• Task to complete
Would you print the entire listing exactly, leaving nothing out?

• Supplied data
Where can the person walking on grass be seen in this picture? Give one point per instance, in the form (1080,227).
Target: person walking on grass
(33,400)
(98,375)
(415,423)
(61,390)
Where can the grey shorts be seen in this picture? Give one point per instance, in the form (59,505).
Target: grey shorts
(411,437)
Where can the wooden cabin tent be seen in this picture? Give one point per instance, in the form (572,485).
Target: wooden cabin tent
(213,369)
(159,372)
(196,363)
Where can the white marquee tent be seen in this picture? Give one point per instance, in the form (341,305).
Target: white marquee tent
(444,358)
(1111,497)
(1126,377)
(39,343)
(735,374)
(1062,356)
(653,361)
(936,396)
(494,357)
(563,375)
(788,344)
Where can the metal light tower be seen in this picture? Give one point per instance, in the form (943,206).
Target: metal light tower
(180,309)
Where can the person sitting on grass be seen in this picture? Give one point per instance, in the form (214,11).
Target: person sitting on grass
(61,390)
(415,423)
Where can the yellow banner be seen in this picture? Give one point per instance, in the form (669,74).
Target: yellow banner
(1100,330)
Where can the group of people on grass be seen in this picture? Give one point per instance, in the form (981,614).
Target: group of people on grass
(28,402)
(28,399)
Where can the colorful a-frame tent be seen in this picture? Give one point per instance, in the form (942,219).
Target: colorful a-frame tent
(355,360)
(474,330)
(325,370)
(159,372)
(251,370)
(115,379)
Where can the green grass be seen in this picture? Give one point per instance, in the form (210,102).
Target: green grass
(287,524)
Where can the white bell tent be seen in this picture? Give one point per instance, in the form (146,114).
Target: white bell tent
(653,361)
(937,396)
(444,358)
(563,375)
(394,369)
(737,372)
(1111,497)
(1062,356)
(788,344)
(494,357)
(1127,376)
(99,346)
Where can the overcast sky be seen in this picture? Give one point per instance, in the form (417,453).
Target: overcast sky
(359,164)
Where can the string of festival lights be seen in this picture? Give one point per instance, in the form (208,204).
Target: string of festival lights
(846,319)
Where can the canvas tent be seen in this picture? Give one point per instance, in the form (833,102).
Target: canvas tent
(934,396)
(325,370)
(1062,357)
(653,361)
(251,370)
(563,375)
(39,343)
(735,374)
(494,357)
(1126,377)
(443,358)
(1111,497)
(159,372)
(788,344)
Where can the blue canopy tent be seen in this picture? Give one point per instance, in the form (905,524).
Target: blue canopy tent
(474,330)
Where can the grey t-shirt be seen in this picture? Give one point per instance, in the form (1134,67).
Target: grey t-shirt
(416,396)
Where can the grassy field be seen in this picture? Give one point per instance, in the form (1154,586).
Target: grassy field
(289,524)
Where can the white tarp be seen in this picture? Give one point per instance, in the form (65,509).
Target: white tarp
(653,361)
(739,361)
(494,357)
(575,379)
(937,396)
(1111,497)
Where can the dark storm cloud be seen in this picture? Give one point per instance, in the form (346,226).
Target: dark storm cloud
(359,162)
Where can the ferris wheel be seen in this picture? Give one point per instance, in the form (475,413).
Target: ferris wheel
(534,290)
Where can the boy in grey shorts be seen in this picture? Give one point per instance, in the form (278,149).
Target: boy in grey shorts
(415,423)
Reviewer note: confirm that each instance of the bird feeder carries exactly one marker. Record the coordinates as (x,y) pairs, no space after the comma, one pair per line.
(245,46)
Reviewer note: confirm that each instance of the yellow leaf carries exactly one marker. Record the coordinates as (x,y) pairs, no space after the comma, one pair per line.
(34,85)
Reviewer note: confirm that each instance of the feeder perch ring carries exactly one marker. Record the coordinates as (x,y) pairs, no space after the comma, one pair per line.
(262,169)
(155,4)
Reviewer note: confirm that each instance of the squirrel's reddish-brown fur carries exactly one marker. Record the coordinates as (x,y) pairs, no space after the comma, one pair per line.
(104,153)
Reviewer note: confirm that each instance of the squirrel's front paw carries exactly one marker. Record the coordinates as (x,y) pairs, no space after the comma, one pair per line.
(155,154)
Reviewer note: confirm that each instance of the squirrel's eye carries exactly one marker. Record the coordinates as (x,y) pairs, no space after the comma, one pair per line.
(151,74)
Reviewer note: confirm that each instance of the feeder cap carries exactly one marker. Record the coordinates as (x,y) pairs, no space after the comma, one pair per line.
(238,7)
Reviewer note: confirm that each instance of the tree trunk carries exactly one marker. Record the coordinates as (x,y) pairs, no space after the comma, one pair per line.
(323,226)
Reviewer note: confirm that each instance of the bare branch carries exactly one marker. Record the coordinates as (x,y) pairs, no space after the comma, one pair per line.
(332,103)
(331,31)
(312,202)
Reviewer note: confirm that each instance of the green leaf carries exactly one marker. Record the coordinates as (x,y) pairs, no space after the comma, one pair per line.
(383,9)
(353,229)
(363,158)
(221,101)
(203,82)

• Result for this exercise
Where can the person walking on grass be seen in this picture? Give one point per instance, in the form (1080,227).
Target: person walking on grass
(33,400)
(98,375)
(415,423)
(61,390)
Where can the grey shorts be seen in this picture? Give one point per instance, in the form (59,505).
Target: grey shorts
(411,437)
Where can the wooden cabin tent be seen in this picture? Give one point per instance, in the form (572,485).
Target: wooden cabin tent
(213,369)
(159,372)
(196,363)
Where can the white marquee tent be seen in this picture? Give one point per instance, in the form (341,305).
Target: white marquee tent
(444,358)
(1111,497)
(1126,377)
(39,343)
(735,374)
(1062,356)
(653,361)
(936,396)
(494,357)
(563,375)
(788,344)
Where can the metal light tower be seen in this picture? Give one point per instance, in the form (943,206).
Target: metal light tower
(180,309)
Where can the person sitting on grass be seen in this picture? Give one point per instance, in the form (214,11).
Target: person sitting on grass
(61,390)
(415,423)
Where can the yellow banner be seen in this picture? Give one point per instance, in the form (669,74).
Target: yellow banner
(1100,330)
Where can the group of people on grass be seen in this picture? Give one point per instance, in the form (981,614).
Target: group of people on grass
(28,402)
(28,399)
Where can the colorful a-frame tent be seen in this picture? Give one point per instance, in the form (942,219).
Target: colorful a-frame tent
(355,360)
(474,330)
(325,370)
(159,372)
(251,370)
(115,379)
Where can the green grass be seen in this picture? Give one point per instance, in the form (210,102).
Target: green grass
(287,524)
Where can the white bell tent be seen in this picture? Give one point per instance, in the form (146,114).
Target: white bell tent
(653,361)
(937,396)
(444,358)
(563,375)
(394,369)
(737,372)
(1111,497)
(1062,356)
(788,344)
(494,357)
(1127,376)
(99,346)
Where can the overcast sky be seen in this picture? Give one point per instance, in the form (417,453).
Target: overcast sky
(359,164)
Where can the string of festival lights be seen in this picture? Give one point per instance, in the form (208,204).
Target: string of festival lights
(846,319)
Where can the canvas tent be seen in this picture? Give one point per instance, in the form (833,102).
Target: canvas tent
(934,396)
(325,370)
(1062,357)
(653,361)
(251,370)
(563,375)
(39,343)
(735,374)
(494,357)
(1126,377)
(443,358)
(1111,497)
(159,372)
(788,344)
Where can the blue canopy tent be seen in this picture? Give one point per instance, in the form (905,524).
Target: blue canopy tent
(474,330)
Where can the grey t-shirt be seen in this picture? Give one point per instance, in the form (1134,67).
Target: grey t-shirt
(416,396)
Where can the grassy field be seen in this picture? Give one point per instance, in the form (1154,586).
Target: grassy field
(289,524)
Where can the white tarp be seen in this picture? Give one point per instance, in the form (65,509).
Target: white tarp
(653,361)
(739,361)
(494,357)
(575,379)
(937,396)
(1111,497)
Where can the dark storm cloud be seen in this picture? Give one point per instance, in the form (346,226).
Target: dark storm cloud
(359,162)
Where can the ferris wheel be seen in this picture? Give one point per instance, in the form (475,413).
Target: ferris wheel
(534,290)
Where can the boy in grey shorts be seen in this picture? Give one point per instance, in the form (278,149).
Target: boy in grey shorts
(415,423)
Reviewer note: confirm that each instance of the bird feeder carries exactly one marker. Record the coordinates as (x,y) pairs, no space after the comma, one pair per line.
(245,46)
Reviewer note: confirm that each instance of the yellow leaf carries exactly one marker. Record the coordinates as (x,y) pairs, no space after the comma, one pair per line.
(34,85)
Reviewer note: confirm that each instance of the feeder perch ring carries exactly one marker. Record the coordinates as (x,y) pairs, no space after the comma, one pair per line.
(262,169)
(155,4)
Reviewer note: confirm that each instance of the squirrel's reddish-brown fur carries exactly one marker. Record the coordinates as (x,y) pairs, no space after the comma, one pair per line.
(104,153)
Reviewer note: confirm that each instance of the squirrel's front paw carries exactly one marker. Record the coordinates as (x,y) pairs, no space after the comma, one pair per line.
(155,154)
Reviewer note: confirm that each instance of the squirrel's eye carries exactly one marker. Record the coordinates as (x,y) pairs, no space after the comma, one pair per line.
(151,74)
Reviewer note: confirm that each instance of the feeder cap carries exactly one marker. Record the coordinates as (x,y) pairs, no space after the comma, one pair per line.
(238,7)
Reviewer note: confirm that each instance of the tree trunk carries exactly one marker. Record the coordinates as (x,y) pairs, no space after the comma, one pair per line.
(323,226)
Reviewer note: confirm that each instance of the bare branch carries exactly one marker. Record the coordinates as (x,y) pairs, no space after the comma, one pair per line.
(332,103)
(331,31)
(312,202)
Reviewer note: confirm that each instance of the green leaf carries exactly one marker. Record the coordinates as (x,y) pairs, no space after the comma, one pair per line.
(383,9)
(353,229)
(363,158)
(221,101)
(203,82)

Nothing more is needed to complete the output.